━━━━━ Data records

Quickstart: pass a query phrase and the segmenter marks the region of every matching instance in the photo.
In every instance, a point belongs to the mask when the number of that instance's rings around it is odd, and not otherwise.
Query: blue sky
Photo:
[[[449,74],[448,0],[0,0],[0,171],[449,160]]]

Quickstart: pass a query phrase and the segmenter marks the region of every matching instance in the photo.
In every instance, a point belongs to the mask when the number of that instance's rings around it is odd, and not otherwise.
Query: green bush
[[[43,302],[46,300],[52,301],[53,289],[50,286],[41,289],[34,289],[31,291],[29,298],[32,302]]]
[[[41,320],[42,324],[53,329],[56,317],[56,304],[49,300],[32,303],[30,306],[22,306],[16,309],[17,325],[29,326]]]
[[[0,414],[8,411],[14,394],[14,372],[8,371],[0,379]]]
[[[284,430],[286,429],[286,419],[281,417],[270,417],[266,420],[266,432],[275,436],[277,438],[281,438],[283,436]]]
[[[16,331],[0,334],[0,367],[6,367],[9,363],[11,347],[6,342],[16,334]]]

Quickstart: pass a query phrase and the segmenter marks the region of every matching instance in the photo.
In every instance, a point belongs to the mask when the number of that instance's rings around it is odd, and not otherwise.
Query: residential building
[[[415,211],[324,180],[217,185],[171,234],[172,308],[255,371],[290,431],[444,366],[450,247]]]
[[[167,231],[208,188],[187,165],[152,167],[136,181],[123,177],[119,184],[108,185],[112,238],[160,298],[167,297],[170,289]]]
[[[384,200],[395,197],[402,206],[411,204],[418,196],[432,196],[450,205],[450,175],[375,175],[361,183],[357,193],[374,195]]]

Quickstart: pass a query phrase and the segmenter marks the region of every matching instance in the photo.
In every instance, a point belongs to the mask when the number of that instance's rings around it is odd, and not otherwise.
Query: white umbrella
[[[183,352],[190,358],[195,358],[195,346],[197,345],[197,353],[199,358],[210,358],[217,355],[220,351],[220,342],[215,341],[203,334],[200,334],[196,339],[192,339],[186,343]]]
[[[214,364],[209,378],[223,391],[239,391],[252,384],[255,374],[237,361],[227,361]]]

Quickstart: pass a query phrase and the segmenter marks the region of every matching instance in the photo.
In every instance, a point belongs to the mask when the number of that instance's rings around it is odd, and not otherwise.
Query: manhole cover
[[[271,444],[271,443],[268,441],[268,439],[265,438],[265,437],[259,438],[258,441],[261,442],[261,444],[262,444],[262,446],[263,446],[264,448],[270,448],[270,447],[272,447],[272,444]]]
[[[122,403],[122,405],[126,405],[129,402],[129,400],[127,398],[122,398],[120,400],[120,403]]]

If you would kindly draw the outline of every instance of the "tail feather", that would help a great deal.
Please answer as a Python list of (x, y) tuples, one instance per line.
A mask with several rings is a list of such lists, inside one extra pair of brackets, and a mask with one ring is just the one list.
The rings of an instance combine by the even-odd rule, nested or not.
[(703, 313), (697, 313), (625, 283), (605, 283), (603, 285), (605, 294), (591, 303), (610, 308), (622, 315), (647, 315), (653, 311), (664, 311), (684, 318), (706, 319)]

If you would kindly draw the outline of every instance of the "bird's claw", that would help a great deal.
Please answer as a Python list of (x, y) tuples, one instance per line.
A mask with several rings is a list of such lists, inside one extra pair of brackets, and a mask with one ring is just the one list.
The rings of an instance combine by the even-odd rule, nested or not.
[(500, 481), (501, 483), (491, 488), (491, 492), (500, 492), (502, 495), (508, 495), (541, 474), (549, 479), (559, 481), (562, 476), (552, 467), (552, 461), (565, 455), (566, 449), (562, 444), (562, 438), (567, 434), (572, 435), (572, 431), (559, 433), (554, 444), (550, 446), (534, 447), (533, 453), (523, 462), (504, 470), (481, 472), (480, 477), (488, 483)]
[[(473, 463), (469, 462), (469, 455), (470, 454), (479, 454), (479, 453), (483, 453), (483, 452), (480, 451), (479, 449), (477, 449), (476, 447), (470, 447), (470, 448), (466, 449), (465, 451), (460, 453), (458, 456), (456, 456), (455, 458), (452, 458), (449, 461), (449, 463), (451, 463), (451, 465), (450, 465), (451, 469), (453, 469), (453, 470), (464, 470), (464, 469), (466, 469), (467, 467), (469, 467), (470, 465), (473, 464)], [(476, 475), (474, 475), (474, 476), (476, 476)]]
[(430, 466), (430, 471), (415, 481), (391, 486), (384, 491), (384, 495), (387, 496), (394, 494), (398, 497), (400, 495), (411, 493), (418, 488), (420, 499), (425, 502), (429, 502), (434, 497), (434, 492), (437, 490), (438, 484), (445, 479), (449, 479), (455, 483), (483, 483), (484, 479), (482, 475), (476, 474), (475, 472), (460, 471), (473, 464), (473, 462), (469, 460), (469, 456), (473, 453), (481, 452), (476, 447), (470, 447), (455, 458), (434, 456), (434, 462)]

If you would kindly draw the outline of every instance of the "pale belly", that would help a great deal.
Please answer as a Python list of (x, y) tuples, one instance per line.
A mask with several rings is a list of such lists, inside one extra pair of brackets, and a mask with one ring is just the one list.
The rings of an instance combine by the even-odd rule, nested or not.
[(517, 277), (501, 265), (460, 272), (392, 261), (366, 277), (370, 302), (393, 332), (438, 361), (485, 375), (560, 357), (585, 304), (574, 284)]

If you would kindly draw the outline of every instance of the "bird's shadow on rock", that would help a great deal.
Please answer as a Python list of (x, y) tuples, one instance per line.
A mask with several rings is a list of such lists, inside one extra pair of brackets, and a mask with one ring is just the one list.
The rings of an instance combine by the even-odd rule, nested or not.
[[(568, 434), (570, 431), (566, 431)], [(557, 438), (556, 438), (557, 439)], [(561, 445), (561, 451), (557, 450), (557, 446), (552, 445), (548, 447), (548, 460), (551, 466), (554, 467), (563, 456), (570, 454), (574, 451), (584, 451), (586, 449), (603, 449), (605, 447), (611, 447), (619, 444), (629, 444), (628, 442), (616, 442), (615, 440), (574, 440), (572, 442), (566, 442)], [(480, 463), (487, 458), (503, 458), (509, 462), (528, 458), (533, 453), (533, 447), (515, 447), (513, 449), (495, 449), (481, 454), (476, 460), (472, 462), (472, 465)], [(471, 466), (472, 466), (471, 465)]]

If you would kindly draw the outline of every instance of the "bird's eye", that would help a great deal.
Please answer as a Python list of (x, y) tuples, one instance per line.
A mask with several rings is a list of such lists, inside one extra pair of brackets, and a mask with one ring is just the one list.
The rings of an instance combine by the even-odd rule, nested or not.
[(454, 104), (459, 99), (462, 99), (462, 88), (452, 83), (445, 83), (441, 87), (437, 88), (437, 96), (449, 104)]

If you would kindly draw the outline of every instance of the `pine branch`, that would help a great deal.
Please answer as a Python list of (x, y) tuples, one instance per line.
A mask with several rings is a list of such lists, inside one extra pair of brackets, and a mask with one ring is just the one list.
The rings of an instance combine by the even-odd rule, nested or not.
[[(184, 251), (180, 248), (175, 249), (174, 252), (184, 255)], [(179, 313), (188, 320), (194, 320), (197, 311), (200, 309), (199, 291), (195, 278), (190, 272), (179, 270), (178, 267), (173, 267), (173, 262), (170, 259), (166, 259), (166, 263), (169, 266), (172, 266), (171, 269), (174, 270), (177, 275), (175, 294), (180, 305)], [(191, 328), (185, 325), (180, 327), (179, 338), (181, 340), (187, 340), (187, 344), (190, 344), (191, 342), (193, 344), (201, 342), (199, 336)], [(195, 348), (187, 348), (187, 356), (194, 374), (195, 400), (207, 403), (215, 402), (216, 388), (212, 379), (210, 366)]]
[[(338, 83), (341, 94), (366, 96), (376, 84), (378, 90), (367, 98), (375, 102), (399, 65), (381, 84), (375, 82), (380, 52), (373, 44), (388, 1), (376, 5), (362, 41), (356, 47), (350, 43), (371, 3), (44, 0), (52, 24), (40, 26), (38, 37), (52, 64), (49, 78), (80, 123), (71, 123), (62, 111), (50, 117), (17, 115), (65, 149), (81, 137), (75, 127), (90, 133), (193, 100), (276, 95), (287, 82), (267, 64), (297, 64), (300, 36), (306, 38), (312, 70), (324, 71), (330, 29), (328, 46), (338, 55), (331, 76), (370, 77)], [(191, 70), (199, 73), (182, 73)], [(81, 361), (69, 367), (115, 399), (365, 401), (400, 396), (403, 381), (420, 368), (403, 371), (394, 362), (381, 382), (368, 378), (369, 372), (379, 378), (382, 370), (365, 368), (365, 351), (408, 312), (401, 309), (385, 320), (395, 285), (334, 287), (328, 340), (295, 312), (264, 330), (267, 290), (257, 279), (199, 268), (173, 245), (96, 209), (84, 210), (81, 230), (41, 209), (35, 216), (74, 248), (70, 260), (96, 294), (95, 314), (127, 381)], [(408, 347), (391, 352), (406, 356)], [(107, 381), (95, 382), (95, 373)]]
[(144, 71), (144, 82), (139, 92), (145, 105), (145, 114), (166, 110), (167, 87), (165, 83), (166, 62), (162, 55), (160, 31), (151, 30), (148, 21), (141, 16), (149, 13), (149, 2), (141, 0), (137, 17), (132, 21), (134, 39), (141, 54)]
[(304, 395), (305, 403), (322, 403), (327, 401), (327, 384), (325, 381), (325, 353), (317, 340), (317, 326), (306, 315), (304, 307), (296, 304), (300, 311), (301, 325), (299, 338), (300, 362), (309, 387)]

━━━━━━━━━━

> **Your objective**
Which lines above include the word "bird"? Return each one.

> **Written response**
If you would kindly draw the outline of every instance of the "bird's claw", that would help a great deal.
If you would kindly draw the outline of every instance of the "bird's shadow on rock", that would help a great deal.
If you would kindly draw the outline of every instance of the "bird's eye", that would help a great deal.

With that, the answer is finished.